Start of Material shown

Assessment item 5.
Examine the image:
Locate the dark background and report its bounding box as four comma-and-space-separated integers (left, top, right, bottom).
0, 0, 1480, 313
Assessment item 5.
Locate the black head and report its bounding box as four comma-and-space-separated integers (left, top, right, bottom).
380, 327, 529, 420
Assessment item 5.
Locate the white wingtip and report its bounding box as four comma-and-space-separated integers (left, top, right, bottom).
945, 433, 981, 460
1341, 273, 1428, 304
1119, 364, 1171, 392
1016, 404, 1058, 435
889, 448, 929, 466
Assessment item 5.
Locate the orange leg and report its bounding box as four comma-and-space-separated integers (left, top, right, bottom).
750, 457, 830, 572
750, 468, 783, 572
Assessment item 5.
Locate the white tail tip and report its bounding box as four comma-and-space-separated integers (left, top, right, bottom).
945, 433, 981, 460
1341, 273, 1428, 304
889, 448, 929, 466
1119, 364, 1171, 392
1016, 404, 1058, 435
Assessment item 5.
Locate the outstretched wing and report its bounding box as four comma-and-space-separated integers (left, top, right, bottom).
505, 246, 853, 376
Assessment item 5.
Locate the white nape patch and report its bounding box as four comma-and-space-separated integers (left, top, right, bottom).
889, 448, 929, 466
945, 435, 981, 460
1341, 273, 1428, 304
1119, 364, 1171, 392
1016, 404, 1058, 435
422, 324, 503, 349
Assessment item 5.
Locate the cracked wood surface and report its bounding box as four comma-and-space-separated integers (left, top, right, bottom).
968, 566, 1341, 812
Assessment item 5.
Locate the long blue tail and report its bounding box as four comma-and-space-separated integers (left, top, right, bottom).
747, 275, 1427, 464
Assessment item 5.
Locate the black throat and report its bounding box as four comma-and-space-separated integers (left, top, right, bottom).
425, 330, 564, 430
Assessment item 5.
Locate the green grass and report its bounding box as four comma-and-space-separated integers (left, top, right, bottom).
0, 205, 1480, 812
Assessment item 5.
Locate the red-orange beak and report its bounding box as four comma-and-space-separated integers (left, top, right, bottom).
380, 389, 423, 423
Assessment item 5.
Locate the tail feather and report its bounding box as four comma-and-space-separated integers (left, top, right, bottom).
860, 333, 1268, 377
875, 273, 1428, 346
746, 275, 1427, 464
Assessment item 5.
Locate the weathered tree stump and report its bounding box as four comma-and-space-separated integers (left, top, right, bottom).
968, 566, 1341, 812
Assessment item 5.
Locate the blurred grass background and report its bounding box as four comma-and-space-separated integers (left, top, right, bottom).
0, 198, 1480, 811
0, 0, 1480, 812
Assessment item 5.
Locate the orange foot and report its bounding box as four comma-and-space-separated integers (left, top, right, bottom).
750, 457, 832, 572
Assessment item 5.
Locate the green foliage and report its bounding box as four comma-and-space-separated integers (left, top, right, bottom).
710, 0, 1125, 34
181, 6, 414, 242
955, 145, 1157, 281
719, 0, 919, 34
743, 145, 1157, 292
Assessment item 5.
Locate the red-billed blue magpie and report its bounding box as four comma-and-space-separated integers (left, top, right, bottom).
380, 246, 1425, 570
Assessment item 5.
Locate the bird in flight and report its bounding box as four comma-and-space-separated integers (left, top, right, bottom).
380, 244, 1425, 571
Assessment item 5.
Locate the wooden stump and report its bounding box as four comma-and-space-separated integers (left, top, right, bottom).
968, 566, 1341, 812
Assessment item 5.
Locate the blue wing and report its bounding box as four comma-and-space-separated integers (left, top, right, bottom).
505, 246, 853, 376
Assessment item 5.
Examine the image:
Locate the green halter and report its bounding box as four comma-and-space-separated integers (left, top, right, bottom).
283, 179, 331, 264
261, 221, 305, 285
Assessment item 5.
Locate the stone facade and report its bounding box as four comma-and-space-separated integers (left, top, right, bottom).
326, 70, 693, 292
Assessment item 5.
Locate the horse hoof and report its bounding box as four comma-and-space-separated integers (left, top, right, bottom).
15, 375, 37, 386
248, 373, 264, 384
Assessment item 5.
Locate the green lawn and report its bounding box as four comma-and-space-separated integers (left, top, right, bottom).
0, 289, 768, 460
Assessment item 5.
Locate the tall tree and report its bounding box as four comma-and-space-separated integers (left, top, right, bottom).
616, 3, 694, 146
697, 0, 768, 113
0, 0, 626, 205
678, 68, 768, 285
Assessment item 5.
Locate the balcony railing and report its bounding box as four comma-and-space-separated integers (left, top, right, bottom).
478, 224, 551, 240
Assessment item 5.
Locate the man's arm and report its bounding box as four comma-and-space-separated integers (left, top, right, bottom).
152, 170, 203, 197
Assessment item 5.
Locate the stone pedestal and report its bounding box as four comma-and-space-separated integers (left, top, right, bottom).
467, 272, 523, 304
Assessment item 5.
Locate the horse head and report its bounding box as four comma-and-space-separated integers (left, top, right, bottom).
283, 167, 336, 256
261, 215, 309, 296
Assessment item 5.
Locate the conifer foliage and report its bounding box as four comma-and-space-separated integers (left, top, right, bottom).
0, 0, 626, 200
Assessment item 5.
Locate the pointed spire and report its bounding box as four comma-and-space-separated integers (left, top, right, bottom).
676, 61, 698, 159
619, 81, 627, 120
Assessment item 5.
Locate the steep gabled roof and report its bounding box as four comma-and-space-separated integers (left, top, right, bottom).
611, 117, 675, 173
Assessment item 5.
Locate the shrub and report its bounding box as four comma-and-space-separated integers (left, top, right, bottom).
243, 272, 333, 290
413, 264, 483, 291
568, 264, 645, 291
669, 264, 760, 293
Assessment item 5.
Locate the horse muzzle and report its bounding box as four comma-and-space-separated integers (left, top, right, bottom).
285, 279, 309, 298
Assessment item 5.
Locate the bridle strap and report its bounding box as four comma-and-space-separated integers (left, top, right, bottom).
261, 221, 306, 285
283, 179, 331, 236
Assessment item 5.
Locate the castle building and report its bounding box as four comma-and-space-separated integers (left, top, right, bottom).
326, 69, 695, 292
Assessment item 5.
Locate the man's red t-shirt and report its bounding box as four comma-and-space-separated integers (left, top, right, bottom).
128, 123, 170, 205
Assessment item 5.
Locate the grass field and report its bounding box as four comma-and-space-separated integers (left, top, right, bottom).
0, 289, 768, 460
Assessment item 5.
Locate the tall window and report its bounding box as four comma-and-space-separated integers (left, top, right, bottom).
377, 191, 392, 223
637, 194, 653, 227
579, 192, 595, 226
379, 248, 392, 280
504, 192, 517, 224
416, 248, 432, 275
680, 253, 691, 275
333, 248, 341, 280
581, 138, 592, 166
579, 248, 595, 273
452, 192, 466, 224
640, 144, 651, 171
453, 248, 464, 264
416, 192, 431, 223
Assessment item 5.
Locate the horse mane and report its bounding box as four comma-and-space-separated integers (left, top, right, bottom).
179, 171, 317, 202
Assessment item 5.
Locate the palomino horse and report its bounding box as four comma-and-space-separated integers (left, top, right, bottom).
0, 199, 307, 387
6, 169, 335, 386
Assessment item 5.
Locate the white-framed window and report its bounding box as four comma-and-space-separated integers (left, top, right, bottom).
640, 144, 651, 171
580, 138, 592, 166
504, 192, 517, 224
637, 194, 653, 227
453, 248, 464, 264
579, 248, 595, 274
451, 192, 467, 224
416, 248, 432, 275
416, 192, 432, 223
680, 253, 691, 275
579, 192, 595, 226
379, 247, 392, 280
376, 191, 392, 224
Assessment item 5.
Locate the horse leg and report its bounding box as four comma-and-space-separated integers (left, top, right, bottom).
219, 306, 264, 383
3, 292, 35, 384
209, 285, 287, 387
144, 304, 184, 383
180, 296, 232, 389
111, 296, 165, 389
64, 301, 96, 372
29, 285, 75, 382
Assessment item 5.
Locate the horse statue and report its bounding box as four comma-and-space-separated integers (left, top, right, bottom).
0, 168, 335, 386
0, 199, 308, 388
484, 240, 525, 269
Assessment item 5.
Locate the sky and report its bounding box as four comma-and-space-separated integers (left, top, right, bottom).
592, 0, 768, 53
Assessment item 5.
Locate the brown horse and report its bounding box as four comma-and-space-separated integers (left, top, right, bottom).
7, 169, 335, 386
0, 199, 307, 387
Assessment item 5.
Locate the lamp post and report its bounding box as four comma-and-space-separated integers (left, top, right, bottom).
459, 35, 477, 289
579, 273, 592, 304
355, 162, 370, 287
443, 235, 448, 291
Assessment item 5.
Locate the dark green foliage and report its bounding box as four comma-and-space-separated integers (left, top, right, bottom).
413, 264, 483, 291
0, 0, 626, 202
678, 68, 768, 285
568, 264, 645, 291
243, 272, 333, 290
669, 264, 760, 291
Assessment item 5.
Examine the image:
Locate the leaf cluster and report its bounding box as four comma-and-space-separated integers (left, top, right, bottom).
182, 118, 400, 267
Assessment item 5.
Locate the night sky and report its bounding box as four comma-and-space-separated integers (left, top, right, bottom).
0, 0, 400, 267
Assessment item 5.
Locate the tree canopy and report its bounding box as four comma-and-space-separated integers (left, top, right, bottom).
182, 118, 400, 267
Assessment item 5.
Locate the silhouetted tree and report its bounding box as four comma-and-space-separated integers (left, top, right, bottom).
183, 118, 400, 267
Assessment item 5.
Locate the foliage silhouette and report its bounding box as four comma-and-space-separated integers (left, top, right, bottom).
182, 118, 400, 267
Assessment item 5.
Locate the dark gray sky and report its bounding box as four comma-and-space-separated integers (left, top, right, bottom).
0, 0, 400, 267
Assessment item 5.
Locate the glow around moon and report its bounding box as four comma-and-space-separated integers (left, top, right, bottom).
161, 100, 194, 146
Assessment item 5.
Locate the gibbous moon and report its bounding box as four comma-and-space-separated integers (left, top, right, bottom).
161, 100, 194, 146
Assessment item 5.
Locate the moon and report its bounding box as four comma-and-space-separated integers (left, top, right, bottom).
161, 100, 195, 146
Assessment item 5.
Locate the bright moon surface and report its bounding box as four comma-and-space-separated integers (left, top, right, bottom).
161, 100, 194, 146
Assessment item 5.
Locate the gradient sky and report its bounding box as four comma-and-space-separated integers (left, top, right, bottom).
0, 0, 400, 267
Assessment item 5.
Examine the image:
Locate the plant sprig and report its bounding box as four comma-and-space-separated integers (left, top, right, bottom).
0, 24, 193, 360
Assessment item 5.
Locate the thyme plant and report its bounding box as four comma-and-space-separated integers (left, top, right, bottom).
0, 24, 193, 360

End of Material shown

Which lines of the rows above contain the word "background"? Select and copy each of them, treating case as significant.

Answer to this exercise>
Locate the dark background and report its bounding box as four comma-and-space-separated integers (left, top, right, bottom).
Locate the blurred grass background and report its bounding box as four comma-and-space-separated integers (left, top, right, bottom).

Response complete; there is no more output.